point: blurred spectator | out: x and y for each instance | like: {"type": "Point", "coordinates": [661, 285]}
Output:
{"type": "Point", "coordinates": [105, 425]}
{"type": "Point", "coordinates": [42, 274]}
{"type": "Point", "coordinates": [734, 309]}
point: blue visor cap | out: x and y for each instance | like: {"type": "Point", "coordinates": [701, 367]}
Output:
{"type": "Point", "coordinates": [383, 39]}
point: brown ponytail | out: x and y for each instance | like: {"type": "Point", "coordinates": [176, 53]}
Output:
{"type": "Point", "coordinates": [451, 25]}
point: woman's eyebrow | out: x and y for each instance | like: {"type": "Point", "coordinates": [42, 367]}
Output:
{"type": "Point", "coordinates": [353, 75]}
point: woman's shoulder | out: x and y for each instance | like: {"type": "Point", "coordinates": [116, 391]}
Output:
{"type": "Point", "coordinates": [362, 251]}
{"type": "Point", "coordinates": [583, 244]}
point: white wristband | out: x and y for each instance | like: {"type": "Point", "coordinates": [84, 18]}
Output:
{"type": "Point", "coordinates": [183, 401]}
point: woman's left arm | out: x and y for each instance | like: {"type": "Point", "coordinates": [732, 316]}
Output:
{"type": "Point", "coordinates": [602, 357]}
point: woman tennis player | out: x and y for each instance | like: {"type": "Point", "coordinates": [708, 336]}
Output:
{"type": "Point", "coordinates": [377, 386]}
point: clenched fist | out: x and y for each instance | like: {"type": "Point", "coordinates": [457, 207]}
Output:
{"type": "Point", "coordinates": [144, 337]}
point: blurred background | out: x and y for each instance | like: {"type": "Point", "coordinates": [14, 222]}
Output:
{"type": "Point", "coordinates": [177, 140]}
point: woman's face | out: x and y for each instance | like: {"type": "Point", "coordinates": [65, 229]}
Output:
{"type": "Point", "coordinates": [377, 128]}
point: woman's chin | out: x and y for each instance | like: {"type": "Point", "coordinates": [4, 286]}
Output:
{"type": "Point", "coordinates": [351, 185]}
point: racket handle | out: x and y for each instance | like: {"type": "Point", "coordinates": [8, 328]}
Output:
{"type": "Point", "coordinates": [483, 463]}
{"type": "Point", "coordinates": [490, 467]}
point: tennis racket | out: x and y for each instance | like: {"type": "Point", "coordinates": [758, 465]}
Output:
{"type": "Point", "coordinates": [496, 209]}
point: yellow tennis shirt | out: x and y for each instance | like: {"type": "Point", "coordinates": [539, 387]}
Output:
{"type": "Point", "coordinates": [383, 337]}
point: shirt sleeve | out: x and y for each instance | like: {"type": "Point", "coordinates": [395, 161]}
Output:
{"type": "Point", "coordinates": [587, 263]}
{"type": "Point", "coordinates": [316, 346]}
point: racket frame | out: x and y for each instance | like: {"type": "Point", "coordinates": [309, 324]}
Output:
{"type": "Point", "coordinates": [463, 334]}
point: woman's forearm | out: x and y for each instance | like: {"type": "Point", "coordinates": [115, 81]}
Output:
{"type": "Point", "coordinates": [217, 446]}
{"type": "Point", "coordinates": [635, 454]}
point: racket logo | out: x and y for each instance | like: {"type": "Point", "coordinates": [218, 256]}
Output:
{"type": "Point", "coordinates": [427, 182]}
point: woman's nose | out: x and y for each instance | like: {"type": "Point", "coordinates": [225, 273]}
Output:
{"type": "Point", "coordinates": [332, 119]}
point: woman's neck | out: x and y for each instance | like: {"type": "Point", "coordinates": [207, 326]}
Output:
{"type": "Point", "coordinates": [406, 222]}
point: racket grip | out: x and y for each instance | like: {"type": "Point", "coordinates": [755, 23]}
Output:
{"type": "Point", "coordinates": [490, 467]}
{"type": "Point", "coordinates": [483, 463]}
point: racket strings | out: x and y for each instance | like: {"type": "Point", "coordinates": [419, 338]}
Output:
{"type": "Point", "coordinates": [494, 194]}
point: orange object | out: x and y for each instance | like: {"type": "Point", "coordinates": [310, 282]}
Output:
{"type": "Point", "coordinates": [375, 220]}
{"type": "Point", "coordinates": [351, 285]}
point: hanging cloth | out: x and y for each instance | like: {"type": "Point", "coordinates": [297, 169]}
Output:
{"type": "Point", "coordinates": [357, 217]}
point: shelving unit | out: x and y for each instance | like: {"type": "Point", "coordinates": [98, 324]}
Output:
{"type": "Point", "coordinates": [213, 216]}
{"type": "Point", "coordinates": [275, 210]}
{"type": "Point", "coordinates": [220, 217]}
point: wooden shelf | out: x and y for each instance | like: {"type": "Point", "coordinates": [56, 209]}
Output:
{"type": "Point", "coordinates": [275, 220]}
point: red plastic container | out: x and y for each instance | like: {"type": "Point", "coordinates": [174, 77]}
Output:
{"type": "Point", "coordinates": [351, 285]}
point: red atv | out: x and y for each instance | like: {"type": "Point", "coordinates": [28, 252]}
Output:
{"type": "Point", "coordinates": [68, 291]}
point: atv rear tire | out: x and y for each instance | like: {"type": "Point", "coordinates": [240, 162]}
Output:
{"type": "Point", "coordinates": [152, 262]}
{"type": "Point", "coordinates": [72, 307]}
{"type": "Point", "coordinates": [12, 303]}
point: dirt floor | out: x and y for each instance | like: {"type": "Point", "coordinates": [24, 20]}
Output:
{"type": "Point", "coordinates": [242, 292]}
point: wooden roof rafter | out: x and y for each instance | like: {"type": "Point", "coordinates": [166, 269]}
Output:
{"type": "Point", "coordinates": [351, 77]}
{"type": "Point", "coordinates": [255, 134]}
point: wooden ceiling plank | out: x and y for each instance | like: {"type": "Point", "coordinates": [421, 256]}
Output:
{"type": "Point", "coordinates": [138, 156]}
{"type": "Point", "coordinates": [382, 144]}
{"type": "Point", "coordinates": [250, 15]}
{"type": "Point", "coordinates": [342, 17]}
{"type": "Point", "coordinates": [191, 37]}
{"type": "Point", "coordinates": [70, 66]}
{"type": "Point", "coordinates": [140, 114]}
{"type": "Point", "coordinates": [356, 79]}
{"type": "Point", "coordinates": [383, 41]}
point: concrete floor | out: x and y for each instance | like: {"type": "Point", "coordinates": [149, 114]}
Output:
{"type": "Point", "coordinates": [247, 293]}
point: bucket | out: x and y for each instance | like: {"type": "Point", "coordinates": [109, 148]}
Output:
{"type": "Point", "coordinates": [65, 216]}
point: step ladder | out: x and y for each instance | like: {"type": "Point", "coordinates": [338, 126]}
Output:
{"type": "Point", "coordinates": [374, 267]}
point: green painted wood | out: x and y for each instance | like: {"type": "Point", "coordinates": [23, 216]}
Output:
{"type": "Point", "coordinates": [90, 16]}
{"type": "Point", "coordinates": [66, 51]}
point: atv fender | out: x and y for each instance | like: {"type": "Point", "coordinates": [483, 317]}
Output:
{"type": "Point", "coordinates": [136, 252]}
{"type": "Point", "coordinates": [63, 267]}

┄┄┄┄┄┄┄┄┄┄┄┄┄┄┄┄┄┄┄┄

= Problem requirements =
Show every line above where "blurred" is found.

= Answer section =
point: blurred spectator | out: x and y for each instance | like: {"type": "Point", "coordinates": [661, 285]}
point: blurred background | out: x and y for each instance | like: {"type": "Point", "coordinates": [14, 222]}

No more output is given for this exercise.